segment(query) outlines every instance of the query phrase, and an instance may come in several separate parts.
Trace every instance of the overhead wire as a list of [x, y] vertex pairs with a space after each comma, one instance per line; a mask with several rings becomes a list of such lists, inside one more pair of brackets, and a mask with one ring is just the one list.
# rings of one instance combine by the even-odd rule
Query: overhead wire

--

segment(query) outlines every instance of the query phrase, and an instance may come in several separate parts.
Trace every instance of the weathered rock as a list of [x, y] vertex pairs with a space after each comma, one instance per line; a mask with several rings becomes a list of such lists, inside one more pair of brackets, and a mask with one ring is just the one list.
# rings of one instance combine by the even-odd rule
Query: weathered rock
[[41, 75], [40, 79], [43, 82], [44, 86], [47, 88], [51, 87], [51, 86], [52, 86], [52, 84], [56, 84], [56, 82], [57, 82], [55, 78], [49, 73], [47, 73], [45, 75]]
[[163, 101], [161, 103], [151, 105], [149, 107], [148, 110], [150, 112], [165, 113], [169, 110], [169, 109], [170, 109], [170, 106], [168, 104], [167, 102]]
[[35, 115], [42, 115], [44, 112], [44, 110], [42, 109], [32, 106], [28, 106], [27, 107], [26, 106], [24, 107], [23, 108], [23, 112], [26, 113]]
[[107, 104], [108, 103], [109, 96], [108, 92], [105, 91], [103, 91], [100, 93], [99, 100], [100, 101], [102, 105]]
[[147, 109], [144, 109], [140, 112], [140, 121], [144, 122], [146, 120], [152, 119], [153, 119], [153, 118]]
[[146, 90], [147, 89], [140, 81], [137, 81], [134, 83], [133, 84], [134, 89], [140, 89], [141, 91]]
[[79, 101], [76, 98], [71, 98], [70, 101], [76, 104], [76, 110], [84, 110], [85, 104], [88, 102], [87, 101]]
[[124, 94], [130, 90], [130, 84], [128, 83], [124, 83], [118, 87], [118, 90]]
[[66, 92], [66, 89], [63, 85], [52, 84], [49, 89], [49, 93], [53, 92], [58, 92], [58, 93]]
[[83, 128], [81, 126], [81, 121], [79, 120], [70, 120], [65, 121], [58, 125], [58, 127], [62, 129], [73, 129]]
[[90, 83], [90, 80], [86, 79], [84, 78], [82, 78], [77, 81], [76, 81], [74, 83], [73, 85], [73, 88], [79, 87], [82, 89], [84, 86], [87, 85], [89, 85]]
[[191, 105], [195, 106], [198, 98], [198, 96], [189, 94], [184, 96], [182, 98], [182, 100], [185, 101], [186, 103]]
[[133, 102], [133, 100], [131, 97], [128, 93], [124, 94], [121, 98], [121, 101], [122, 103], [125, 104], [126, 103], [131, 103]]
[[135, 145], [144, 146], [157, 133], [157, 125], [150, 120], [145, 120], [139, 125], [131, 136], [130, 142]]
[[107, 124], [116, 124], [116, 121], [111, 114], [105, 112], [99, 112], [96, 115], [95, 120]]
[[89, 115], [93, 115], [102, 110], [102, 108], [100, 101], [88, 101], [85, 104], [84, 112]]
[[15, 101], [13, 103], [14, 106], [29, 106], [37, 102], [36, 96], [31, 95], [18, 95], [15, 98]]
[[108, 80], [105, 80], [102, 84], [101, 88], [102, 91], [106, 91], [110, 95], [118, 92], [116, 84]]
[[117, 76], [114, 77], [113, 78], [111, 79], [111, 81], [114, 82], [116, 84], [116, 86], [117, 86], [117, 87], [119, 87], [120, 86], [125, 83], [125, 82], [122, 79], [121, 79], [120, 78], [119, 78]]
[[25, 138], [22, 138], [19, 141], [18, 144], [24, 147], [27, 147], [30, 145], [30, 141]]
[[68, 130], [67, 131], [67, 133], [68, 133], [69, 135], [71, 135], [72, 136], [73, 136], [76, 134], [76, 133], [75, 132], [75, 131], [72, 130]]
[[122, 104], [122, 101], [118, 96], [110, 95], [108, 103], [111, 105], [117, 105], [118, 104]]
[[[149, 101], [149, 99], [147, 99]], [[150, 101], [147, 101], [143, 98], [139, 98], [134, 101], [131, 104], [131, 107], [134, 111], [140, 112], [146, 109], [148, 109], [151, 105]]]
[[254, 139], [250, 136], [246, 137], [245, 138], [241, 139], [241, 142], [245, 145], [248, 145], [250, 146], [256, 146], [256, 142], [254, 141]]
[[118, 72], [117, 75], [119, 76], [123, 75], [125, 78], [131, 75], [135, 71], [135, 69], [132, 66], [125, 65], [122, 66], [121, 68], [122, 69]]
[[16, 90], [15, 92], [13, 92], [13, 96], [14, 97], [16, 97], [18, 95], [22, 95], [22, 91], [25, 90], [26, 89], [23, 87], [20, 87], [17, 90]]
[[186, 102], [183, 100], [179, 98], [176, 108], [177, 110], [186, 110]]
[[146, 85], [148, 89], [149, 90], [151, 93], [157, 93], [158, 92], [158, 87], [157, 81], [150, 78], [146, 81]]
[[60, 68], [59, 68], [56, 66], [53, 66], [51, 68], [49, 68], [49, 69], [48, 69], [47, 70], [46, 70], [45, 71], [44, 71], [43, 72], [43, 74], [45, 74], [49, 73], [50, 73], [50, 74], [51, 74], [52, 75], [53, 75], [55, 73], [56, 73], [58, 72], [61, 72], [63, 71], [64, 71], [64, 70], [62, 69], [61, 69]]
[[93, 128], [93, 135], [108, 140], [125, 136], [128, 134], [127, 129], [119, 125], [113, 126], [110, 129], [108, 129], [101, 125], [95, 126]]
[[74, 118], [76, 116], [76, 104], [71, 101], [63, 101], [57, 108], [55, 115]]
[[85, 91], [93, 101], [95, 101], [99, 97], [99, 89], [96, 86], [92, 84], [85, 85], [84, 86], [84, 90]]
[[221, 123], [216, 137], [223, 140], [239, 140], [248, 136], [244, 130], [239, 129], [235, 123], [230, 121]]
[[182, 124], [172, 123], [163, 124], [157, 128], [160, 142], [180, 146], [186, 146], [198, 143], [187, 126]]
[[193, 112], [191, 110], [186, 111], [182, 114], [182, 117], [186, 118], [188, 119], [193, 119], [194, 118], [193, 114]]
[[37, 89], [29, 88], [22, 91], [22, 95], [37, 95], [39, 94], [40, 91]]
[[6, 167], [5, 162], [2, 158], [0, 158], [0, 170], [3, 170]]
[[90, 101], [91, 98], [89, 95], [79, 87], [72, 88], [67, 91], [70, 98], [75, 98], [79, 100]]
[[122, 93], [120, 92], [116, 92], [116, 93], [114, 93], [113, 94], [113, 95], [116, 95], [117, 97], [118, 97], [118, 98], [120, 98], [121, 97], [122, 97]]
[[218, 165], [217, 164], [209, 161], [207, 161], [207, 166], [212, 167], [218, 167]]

# The request:
Count the lines in the rows above that contain the string "wire". How many are there? Answer with the number only.

# Response to the task:
2